● **EXERCISE INSTRUCTIONS**: Please convert the rows below into a JSON list of strings, with one string per line and blank lines left out.

====== PROVIDED DATA ======

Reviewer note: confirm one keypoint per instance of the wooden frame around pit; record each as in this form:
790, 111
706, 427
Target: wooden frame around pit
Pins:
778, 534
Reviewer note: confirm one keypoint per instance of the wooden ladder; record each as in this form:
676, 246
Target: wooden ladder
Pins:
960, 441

======

● **EXERCISE RESPONSE**:
[
  "Reviewer note: confirm one keypoint per instance of the wooden frame around pit; record each as in this form:",
  "790, 111",
  "706, 427",
  "Target: wooden frame around pit",
  "Pins:",
  "778, 534",
  "Reviewer note: confirm one keypoint per instance of the wooden ladder; record each as in this form:",
  "676, 246",
  "Target: wooden ladder",
  "Pins:",
  "960, 441"
]